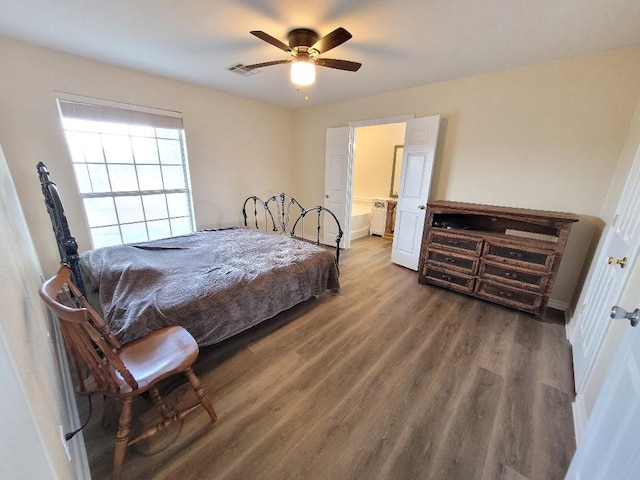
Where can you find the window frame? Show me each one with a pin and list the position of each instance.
(107, 112)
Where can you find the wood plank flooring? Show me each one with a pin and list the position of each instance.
(388, 379)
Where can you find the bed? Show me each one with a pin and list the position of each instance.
(215, 283)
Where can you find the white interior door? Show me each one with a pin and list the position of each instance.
(621, 243)
(610, 446)
(337, 184)
(420, 144)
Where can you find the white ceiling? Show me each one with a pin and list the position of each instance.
(400, 43)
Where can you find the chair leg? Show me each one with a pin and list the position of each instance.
(107, 410)
(200, 393)
(159, 403)
(122, 437)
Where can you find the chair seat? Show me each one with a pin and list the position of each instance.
(158, 355)
(152, 358)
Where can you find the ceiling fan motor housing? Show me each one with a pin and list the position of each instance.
(302, 37)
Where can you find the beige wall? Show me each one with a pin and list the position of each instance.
(236, 147)
(33, 400)
(546, 136)
(373, 159)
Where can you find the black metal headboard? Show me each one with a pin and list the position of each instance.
(67, 245)
(289, 214)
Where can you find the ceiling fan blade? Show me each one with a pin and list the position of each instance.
(266, 64)
(269, 39)
(338, 64)
(331, 40)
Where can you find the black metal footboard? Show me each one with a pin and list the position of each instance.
(283, 214)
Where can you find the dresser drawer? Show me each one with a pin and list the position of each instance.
(518, 255)
(506, 295)
(451, 260)
(448, 278)
(460, 243)
(517, 277)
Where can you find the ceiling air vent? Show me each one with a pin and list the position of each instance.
(242, 70)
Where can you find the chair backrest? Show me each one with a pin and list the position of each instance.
(92, 347)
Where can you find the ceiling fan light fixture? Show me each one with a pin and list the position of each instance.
(303, 73)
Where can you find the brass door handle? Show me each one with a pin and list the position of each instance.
(633, 317)
(618, 261)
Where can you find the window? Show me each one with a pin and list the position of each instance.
(131, 171)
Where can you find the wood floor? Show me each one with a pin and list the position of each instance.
(386, 380)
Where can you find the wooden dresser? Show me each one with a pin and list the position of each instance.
(504, 255)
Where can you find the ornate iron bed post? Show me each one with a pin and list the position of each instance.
(67, 245)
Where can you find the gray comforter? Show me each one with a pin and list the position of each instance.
(214, 283)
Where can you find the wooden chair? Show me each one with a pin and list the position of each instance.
(120, 372)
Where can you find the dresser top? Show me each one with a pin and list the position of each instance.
(480, 209)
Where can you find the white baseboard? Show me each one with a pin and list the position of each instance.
(558, 305)
(579, 417)
(76, 446)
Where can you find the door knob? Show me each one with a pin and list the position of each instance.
(618, 261)
(619, 312)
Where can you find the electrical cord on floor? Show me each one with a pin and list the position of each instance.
(68, 436)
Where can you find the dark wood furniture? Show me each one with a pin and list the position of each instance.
(103, 366)
(505, 255)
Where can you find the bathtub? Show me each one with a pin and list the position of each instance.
(360, 219)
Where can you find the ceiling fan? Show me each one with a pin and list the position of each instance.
(305, 46)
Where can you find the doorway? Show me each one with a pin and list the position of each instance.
(377, 155)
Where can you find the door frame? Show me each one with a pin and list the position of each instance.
(351, 158)
(591, 373)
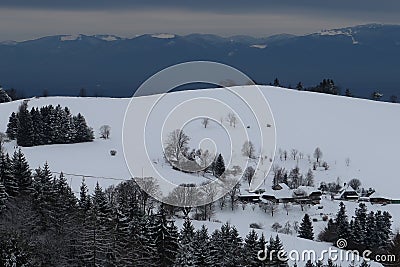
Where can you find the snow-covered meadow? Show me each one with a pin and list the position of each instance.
(364, 131)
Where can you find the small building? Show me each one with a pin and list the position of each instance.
(283, 194)
(347, 193)
(377, 198)
(249, 197)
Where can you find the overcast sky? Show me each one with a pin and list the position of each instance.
(27, 19)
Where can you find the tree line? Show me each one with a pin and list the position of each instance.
(47, 125)
(365, 230)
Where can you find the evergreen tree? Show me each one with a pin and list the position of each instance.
(394, 248)
(342, 223)
(185, 256)
(25, 126)
(348, 93)
(370, 238)
(4, 96)
(383, 229)
(219, 166)
(82, 132)
(329, 234)
(202, 248)
(44, 195)
(226, 246)
(21, 172)
(6, 176)
(330, 263)
(359, 231)
(251, 249)
(165, 238)
(306, 228)
(12, 126)
(299, 86)
(3, 197)
(275, 255)
(84, 198)
(37, 120)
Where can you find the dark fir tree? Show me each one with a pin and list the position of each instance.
(342, 223)
(359, 231)
(3, 197)
(219, 166)
(250, 250)
(4, 96)
(299, 86)
(165, 238)
(306, 228)
(84, 197)
(370, 238)
(82, 132)
(12, 126)
(6, 176)
(21, 172)
(202, 247)
(25, 126)
(185, 256)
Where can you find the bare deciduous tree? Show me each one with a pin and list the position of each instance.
(249, 174)
(287, 207)
(3, 137)
(317, 154)
(294, 153)
(185, 197)
(232, 119)
(355, 183)
(276, 226)
(285, 154)
(270, 206)
(205, 122)
(105, 131)
(233, 186)
(248, 150)
(176, 145)
(206, 159)
(148, 187)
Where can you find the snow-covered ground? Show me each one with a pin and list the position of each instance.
(364, 131)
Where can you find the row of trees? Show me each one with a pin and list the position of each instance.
(43, 223)
(296, 154)
(328, 86)
(47, 125)
(364, 231)
(294, 178)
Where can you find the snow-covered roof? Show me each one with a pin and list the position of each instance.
(386, 196)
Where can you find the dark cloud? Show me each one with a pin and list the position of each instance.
(223, 6)
(26, 19)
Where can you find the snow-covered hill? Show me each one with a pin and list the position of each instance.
(364, 131)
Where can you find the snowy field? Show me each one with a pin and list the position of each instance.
(364, 131)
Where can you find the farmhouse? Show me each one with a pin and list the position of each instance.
(347, 193)
(283, 194)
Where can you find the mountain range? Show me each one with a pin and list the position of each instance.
(362, 58)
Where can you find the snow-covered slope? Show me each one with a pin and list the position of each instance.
(362, 130)
(367, 132)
========================================
DIRECTION
Skip the pictures, then retype every line above exactly.

PROBLEM SOLUTION
Where can you find the window frame? Show me each one with a pin and list the position of each instance.
(107, 112)
Where can you find the wood plank flooring? Show me each one with a pin and list the position of each instance.
(388, 379)
Where can you find the bed? Show me each one with a pin and list the position of each instance.
(215, 283)
Where can you find the white interior door? Show me each one with a pin and list the position of each instance.
(621, 243)
(610, 446)
(337, 184)
(420, 144)
Where can you find the white ceiling? Show me each one with a pin and list the position of each instance.
(400, 43)
Where can you find the chair leg? Show me each one with a pin and list the position of each instance.
(107, 410)
(200, 393)
(159, 403)
(122, 437)
Where can you find the chair seat? Show me each one with a pin and list the position of each instance.
(158, 355)
(152, 358)
Where can you find the ceiling fan motor housing? Show me each one with a pin and list the position of each instance.
(302, 37)
Where can you find the beige wall? Show me each one with a pin and list the position of each instance.
(236, 147)
(33, 400)
(546, 136)
(373, 159)
Where can you find the black metal headboard? Show me each one with a pin and list the position of each instance.
(67, 245)
(289, 214)
Where can you find the ceiling fan blade? Show me each one with a pin and list the position of each instance.
(266, 64)
(269, 39)
(338, 64)
(331, 40)
Where can you find the black metal footboard? Show me each one with a pin and list the position of each instance.
(283, 214)
Where can you find the dresser drawer? Show me each one with a pin and list the position of each instance.
(518, 255)
(506, 295)
(451, 260)
(448, 278)
(460, 243)
(517, 277)
Where can you find the ceiling air vent? Show me each one with a pin and list the position of each instance.
(242, 70)
Where can you find the chair backrest? Show me each one with a pin and list the position of each instance.
(92, 347)
Where can you find the ceiling fan light fixture? Show me each one with a pin and list the position of each instance.
(303, 73)
Where can you find the brass door handle? Show me each one with a pin and list the position of each instance.
(633, 317)
(618, 261)
Where can you find the window? Show me each one with a pin and list the position of each instance.
(131, 171)
Where can you find the wood floor? Show me each one with a pin and list the position of each instance.
(386, 380)
Where can you find the wooden dresser? Show me each one with a pin and list the position of each instance.
(504, 255)
Where can you find the ornate iron bed post? Show me each one with a pin and list the position of each instance.
(67, 245)
Where can you find the gray comforter? Show me each one with a pin and list the position of each instance.
(214, 283)
Where can you find the wooden chair? Show me each one with a pin and list the position of each instance.
(120, 372)
Where can you find the dresser top? Show me each one with a pin and list the position of each instance.
(480, 209)
Where can you find the white baseboard? Show me each one with a pin and list the position of each instance.
(558, 305)
(579, 417)
(76, 446)
Where can you find the door knob? Show me each one with a pin and list the position of each instance.
(618, 261)
(619, 312)
Where can you find the electrical cord on floor? Show me each one with a pin and list the position of each instance.
(68, 436)
Where can you find the dark wood furniture? Show me each one with a pin and list the position of each instance.
(103, 366)
(505, 255)
Where can you find the bathtub? Show me each one with a pin and list the position of each instance.
(360, 219)
Where can you find the ceiling fan? Show me each one with a pin and list the position of each instance.
(305, 46)
Where can you find the doorway? Show me each one with a pin and list the position of each instance.
(377, 155)
Where can you find the door frame? Show me each one with a pin and list the position of each instance.
(351, 158)
(591, 373)
Where can you find the snow-covered meadow? Show me each one with a pin and list the position of each instance.
(364, 131)
Where can you find the small building? Show me each one with a pin and list the position of each instance.
(283, 194)
(347, 193)
(377, 198)
(249, 197)
Where can you find the overcast sky? Show me each one with a pin and list the position of each instance.
(27, 19)
Where can you find the tree line? Show me each one with a pin and list the position of each instance.
(47, 125)
(365, 230)
Where can you find the evergreen tree? Show me each one with a pin and list the position of each instance.
(394, 248)
(342, 223)
(185, 256)
(25, 126)
(348, 93)
(370, 238)
(4, 96)
(383, 229)
(219, 166)
(82, 132)
(329, 234)
(202, 248)
(44, 195)
(226, 246)
(21, 172)
(6, 176)
(330, 263)
(359, 231)
(251, 249)
(165, 238)
(306, 228)
(12, 126)
(299, 86)
(3, 197)
(275, 255)
(84, 198)
(37, 120)
Where can you find the dark fir tree? Show me each one with a pin and list the position of each instance.
(342, 223)
(359, 231)
(3, 197)
(219, 166)
(250, 250)
(4, 96)
(299, 86)
(165, 238)
(306, 228)
(84, 197)
(370, 238)
(82, 132)
(12, 126)
(6, 176)
(21, 172)
(202, 247)
(25, 126)
(185, 256)
Where can you find the bare deciduous tree? Show me each one with a pin and list the position of each instance.
(249, 174)
(287, 207)
(3, 137)
(317, 154)
(294, 153)
(185, 197)
(232, 119)
(355, 183)
(276, 226)
(285, 154)
(270, 206)
(205, 122)
(105, 131)
(233, 186)
(248, 150)
(176, 145)
(206, 159)
(148, 187)
Where can you find the snow-covered ground? Show me each one with a pin and list the position of each instance.
(364, 131)
Where can you find the row of trees? Show me each one with a pin and list the position of each instance.
(43, 223)
(296, 154)
(328, 86)
(47, 125)
(364, 231)
(294, 178)
Where can you find the snow-covered roof? Show me each one with a pin and list the position of each instance.
(386, 196)
Where can you find the dark cloud? Show me each one with a pin and list the position of each instance.
(223, 6)
(26, 19)
Where can you find the snow-covered hill? Show me each one with a pin and list the position of each instance.
(364, 131)
Where can you find the snowy field? Show me each one with a pin and list the position of each instance.
(364, 131)
Where can you find the farmhouse? Show me each one with a pin and list the position of each instance.
(347, 193)
(283, 194)
Where can you find the mountain range? Show me each one with a pin and list the position of each instance.
(362, 58)
Where can you find the snow-covered slope? Show me each one with a pin and list the position of each instance.
(362, 130)
(367, 132)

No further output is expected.